▸ Questions on the material
1. In the passage on the children's sleep-disordered breathing trial, how many children were enrolled in the study?
2. Extend the passage on the children's sleep-disordered breathing trial beyond its final sentence.

▸ Source extract
= Beginning of Section =
Professor Nixon said treatment would be best suited for the primary care setting, with GPs well-placed to help guide parents with the use of the spray, rather than parents simply buying it off the shelf and using it at home.

“There are children with very severe symptoms and there are children with other medical problems and other things, so it was always aimed to be a primary care option,” she said.

OSDB is common in childhood and associated with impaired behaviour, cognition, sleep quality and family functioning, yet access to polysomnography and otolaryngology services is frequently delayed.

The study enrolled 150 children aged three to 12 years who had been referred to specialist services for symptoms consistent with obstructive sleep-disordered breathing, including habitual snoring and other features suggestive of obstructive sleep apnoea.

All children received once-daily intranasal saline for six weeks (run-in). Those with persisting symptoms (SDB score ≥−1) were randomised to either once-daily intranasal mometasone furoate (INS) 50 µg or continued saline for a further six weeks.

Of 139 children who completed the run-in phase, 41 (29.5%) had symptom resolution after saline run-in. Among 93 children randomised to intervention groups (47 INS; 46 saline), symptom resolution occurred in 35.6% (95% CI, 22.9%-50.6%) and 36.4% (95% CI, 23.5%-51.6%) of the INS and saline group, respectively, with no evidence for a clinically significant difference between groups (risk difference, −0.9%; 95% CI, −20.7% to 19.0%; P = .93).

The implications for clinical practice were significant, the researchers said. Obstructive sleep-disordered breathing affects up to 12% of children and remains the leading indication for adenotonsillectomy.

While surgery is effective, it carries cost, perioperative risk and long waiting times in many health systems. Current guidelines often prompt early referral for polysomnography or surgical assessment, pathways that can result in months or years of delay before definitive management.

The MIST+ data suggested a different approach was viable. A structured three-month trial of intranasal saline, initiated in primary care, could resolve symptoms in approximately half of children before they reach specialist services.
= End of Section =
▸ Listed entries
= Beginning of Section =
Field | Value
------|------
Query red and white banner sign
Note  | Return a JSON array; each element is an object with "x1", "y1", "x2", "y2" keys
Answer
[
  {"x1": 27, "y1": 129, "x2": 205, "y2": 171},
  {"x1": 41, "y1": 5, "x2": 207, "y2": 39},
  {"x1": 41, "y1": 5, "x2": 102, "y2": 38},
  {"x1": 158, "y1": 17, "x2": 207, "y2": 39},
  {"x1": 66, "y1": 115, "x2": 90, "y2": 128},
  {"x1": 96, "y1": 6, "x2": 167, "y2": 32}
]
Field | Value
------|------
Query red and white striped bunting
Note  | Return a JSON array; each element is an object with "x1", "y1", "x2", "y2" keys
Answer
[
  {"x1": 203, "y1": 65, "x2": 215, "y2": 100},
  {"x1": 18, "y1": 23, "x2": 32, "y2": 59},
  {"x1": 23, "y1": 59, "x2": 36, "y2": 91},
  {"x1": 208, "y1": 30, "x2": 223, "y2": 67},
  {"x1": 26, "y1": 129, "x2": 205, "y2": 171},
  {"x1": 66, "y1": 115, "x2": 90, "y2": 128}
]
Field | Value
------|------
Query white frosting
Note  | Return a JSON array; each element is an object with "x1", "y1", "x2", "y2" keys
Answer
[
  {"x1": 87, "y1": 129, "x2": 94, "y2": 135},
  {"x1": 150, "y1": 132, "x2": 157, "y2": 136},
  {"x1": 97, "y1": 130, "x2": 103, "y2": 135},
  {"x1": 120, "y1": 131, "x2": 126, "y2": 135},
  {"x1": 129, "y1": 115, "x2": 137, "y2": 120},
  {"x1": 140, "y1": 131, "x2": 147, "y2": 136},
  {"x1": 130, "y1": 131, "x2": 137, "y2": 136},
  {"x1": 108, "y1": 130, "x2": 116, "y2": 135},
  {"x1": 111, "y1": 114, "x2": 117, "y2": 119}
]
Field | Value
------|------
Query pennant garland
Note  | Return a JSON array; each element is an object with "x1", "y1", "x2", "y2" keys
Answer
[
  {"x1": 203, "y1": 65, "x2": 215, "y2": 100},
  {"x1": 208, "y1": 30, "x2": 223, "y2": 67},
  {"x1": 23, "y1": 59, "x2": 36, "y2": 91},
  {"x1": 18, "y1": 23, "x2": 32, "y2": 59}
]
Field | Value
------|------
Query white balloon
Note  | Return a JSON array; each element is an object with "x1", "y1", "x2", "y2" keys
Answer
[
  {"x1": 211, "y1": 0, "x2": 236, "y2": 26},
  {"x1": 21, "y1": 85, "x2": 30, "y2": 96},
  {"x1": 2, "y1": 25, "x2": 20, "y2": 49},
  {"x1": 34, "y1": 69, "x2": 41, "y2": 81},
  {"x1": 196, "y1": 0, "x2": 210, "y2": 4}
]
= End of Section =
▸ Answers provided
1. 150 children aged three to 12 years.

2.
Even among initial non-responders, persistence with saline appears just as effective as escalation to intranasal steroids. Importantly, no subgroup was identified in whom steroids conferred added benefit, challenging the long-standing assumption that corticosteroids are the logical next step after saline.

Secondary outcomes, including sleep quality, behaviour, emotional functioning and quality of life, showed no advantage for corticosteroids. Subgroup analyses found no signal that age, tonsillar hypertrophy, allergic rhinitis, overweight, obesity or baseline symptom severity modified treatment response.

Adherence remained high during the randomised phase, particularly in the saline group, and treatment satisfaction was comparable between groups. Although sustained symptom resolution at 12 weeks from the start of the randomised phase appeared numerically lower in the steroid group than in the saline group, overall symptom improvement from baseline was similar, reinforcing the absence of a steroid-specific effect.

Safety findings were reassuring; adverse events were common but largely mild and evenly distributed between groups. Nasal irritation and minor epistaxis occurred at low rates, with all bleeding episodes small in volume and self-limiting. There was no evidence that corticosteroids reduced adverse nasal symptoms compared with saline.

Professor Nixon said there was no doubt that this was an effective treatment for many patients.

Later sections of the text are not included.